Quoted text:
"""

In re Crazy Eddie Securities Litigation

Decision Date19 June 1990
Docket NumberNo. 87 C 33.,87 C 33.
Citation740 F. Supp. 149
PartiesIn re CRAZY EDDIE SECURITIES LITIGATION.
CourtU.S. District Court — Eastern District of New York

Sirota & Sirota (Howard B. Sirota, of counsel), Milberg, Weiss, Bershad, Specthrie & Lerach (David J. Bershad, Michael C. Spencer, of counsel), New York City, for plaintiffs.

Milbank, Tweed, Hadley & McCloy (C. Stephen Howard, Kathleen C. Kauffman, David A. Jones, Susanne M. Toes, of counsel), Los Angeles, Cal., for third party defendants Oppenheimer-Palmieri Fund, L.P., Victor Palmieri and The Palmieri Co.

Tuttle & Taylor Inc., Los Angeles, Cal., Folkenflik & Associates (Max Folkenflik, of counsel), New York City, for third party defendants Entertainment Marketing, Inc., and Elias Zinn.

"""

Task requirements:
1. In the Crazy Eddie securities case header, write out everything from "CourtU.S. District Court" down to "City, for plaintiffs." again, substituting "Southern District" for "Eastern District".
2. Recast the paragraph of the Crazy Eddie securities case header that begins "Milbank, Tweed, Hadley & McCloy" as a short list, keeping its main facts.

Stored records:

"""

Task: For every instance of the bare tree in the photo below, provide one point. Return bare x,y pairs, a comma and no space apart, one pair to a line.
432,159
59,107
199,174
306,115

"""

Solutions to each task:
1.
CourtU.S. District Court — Southern District of New York

Sirota & Sirota (Howard B. Sirota, of counsel), Milberg, Weiss, Bershad, Specthrie & Lerach (David J. Bershad, Michael C. Spencer, of counsel), New York City, for plaintiffs.

2.
- Firm: Milbank, Tweed, Hadley & McCloy, Los Angeles, Cal.
- Of counsel: C. Stephen Howard, Kathleen C. Kauffman, David A. Jones, Susanne M. Toes
- Representing: third party defendants Oppenheimer-Palmieri Fund, L.P., Victor Palmieri and The Palmieri Co.